▸ GESTELLTE AUFGABE A:
Aktualisiere im ausgewählten Abschnitt den Teil, der mit "Der letzte Freitag" beginnt und mit "auf mich warteten." endet, indem du "Rad" durch "Fahrrad" ersetzt. Gib diesen Teil danach vollständig wieder.
── AUSGEWÄHLTER ABSCHNITT
Der letzte Freitag hat seinem Namen mal alle Ehre gemacht, er war für mich arbeitsfrei. Das passt gut mit dem gegenwärtigen Wetter zusammen, kann ich doch einiges mit dem Rad erledigen. Nachdem die Liebste gestern am Bahnhof verabschiedet wurde, widmete ich mich den Dingen, die sonst eher Samstags dran sind. Einkäufe, Haushalt, sowie einige Erledigungen, die schon länger auf mich warteten.

So weit, so gut. Habe ich auf diese Weise ein entspanntes Wochenende hier daheim, mit zwei sehr schläfrigen Katern, mit denen lässt sich gut leben. Männerwirtschaft sozusagen. Der Laserpointer hat neue Batterien, Punkte jagen geht also wieder. Das muss sein, damit die beiden nicht in ihrer Traurigkeit versinken, in Abwesenheit ihres Lieblings-Menschen.

So ganz nebenbei habe auch ich einiges zu lachen, wenn die beiden durch die Bude schranzen. Das lenkt  mich von manchen trüben Gedanken ab, die nichts mit meinem derzeitigen Strohwitwer-Dasein zu tun haben. Das geht in Ordnung, weiß ich doch um ihre Beweggründe und auch dafür liebe ich sie. Früher – ja früher, da gab es immer irgendwelche äußeren Dramen, die manche Zustände  rechtfertigten. Die üblichen Leiden eines frisch Geschiedenen – Beziehungsdramen, Unterhaltskrimis, und so weiter. Nichts davon ist geblieben, mein Leben verläuft zumindest privat in geordneten Bahnen, so sagt man. Beruflich ist es nicht ganz so entspannt, aber mir wäre vermutlich recht fad, wenn alles rund laufen würde.
────
── AUFLISTUNG DER DATEN
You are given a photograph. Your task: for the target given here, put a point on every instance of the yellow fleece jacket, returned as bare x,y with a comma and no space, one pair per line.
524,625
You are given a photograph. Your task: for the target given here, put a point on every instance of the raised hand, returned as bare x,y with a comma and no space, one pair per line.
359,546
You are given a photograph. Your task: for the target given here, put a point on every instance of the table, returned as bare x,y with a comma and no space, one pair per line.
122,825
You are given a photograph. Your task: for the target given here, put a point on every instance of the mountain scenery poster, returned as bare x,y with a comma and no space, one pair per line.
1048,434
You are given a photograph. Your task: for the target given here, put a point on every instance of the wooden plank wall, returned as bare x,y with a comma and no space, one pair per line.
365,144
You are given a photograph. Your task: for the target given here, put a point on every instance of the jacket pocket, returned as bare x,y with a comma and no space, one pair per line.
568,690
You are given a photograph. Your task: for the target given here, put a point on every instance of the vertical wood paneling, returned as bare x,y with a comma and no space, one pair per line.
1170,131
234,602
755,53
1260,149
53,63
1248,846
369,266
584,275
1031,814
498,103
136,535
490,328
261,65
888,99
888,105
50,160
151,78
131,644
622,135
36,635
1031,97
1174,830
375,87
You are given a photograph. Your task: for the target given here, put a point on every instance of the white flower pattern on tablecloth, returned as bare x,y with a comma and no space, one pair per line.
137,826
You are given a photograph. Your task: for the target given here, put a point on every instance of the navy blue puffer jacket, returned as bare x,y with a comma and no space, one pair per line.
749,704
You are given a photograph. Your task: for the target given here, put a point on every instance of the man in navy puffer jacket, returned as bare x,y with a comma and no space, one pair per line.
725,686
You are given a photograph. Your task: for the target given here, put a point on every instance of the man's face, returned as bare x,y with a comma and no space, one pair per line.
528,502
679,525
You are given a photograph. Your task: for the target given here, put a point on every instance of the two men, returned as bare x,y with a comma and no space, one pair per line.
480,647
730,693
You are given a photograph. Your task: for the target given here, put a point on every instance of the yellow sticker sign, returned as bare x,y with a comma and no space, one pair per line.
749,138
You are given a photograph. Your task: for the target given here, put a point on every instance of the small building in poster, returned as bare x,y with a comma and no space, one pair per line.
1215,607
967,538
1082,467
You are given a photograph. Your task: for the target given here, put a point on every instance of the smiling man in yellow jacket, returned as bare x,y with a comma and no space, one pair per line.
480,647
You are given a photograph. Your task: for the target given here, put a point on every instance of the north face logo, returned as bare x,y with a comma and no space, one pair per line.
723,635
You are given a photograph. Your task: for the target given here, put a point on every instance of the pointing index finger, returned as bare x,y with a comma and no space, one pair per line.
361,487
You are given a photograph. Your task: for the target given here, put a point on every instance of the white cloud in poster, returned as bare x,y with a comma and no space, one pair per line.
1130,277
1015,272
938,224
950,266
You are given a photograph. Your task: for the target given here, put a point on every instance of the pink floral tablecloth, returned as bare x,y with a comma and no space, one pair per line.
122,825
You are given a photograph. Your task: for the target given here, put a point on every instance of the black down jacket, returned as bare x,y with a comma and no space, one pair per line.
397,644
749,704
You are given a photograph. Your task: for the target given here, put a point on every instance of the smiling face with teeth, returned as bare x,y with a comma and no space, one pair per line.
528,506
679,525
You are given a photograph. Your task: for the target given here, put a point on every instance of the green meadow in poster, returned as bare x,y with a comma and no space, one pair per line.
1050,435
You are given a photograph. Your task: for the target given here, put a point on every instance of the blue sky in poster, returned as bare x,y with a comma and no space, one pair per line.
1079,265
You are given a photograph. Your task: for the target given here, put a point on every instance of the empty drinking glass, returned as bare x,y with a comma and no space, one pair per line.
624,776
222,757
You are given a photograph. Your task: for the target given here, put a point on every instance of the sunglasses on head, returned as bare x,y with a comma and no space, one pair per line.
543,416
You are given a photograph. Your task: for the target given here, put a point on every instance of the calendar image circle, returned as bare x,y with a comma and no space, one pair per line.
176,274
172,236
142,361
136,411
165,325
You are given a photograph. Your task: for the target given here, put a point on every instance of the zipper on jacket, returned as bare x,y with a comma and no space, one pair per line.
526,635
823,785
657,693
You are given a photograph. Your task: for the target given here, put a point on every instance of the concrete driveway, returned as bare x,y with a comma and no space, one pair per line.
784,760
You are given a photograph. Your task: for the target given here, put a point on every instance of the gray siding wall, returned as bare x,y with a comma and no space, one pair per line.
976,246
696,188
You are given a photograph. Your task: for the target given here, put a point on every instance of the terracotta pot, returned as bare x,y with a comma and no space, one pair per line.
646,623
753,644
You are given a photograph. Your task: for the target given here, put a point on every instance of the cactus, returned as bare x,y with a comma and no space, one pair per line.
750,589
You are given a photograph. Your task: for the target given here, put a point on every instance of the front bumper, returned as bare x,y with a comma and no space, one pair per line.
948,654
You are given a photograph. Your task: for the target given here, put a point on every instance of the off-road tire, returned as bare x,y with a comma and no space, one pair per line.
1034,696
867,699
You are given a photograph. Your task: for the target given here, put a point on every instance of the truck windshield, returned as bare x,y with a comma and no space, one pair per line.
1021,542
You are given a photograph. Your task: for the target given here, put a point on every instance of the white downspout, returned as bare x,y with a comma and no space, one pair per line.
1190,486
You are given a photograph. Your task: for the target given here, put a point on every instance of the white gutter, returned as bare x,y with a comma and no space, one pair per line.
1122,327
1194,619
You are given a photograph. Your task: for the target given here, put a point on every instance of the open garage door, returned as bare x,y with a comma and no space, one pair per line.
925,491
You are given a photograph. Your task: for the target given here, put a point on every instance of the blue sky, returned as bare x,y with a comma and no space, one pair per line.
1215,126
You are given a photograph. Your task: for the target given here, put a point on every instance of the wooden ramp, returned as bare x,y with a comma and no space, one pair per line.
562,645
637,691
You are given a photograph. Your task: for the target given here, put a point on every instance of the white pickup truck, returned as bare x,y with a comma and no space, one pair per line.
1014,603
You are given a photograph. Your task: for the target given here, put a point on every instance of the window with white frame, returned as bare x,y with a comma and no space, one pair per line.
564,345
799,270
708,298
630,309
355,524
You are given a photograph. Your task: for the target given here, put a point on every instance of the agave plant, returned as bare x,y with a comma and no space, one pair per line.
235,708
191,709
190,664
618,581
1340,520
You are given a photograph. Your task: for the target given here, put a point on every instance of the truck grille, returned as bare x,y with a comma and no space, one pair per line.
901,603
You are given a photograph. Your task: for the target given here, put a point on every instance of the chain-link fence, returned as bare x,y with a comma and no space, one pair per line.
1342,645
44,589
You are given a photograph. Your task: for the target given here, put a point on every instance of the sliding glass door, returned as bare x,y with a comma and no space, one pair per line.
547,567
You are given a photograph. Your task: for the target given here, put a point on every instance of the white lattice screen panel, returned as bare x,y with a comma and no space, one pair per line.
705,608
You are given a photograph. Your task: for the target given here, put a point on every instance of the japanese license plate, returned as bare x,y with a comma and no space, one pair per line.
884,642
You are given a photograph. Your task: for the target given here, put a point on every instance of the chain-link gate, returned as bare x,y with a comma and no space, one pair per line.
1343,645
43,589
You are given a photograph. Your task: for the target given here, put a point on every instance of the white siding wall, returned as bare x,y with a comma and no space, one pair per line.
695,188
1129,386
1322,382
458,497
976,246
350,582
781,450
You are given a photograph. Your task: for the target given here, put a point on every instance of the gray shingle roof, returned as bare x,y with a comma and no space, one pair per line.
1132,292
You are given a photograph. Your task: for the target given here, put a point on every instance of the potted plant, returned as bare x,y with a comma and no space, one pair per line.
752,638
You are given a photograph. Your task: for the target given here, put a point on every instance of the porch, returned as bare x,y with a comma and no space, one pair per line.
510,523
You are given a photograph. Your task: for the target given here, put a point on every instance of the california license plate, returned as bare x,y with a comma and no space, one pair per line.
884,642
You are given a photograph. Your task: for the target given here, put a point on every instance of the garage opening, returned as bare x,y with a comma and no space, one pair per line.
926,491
────
▸ GESTELLTE AUFGABE B:
Filtere die Einträge und kopiere jede Zeile, in der die Zeichenfolge "navy" vorkommt.

▸ ANTWORT ZUR AUFGABE A:
Der letzte Freitag hat seinem Namen mal alle Ehre gemacht, er war für mich arbeitsfrei. Das passt gut mit dem gegenwärtigen Wetter zusammen, kann ich doch einiges mit dem Fahrrad erledigen. Nachdem die Liebste gestern am Bahnhof verabschiedet wurde, widmete ich mich den Dingen, die sonst eher Samstags dran sind. Einkäufe, Haushalt, sowie einige Erledigungen, die schon länger auf mich warteten.

▸ ANTWORT ZUR AUFGABE B:
You are given a photograph. Your task: for the target given here, put a point on every instance of the navy blue puffer jacket, returned as bare x,y with a comma and no space, one pair per line.
You are given a photograph. Your task: for the target given here, put a point on every instance of the man in navy puffer jacket, returned as bare x,y with a comma and no space, one pair per line.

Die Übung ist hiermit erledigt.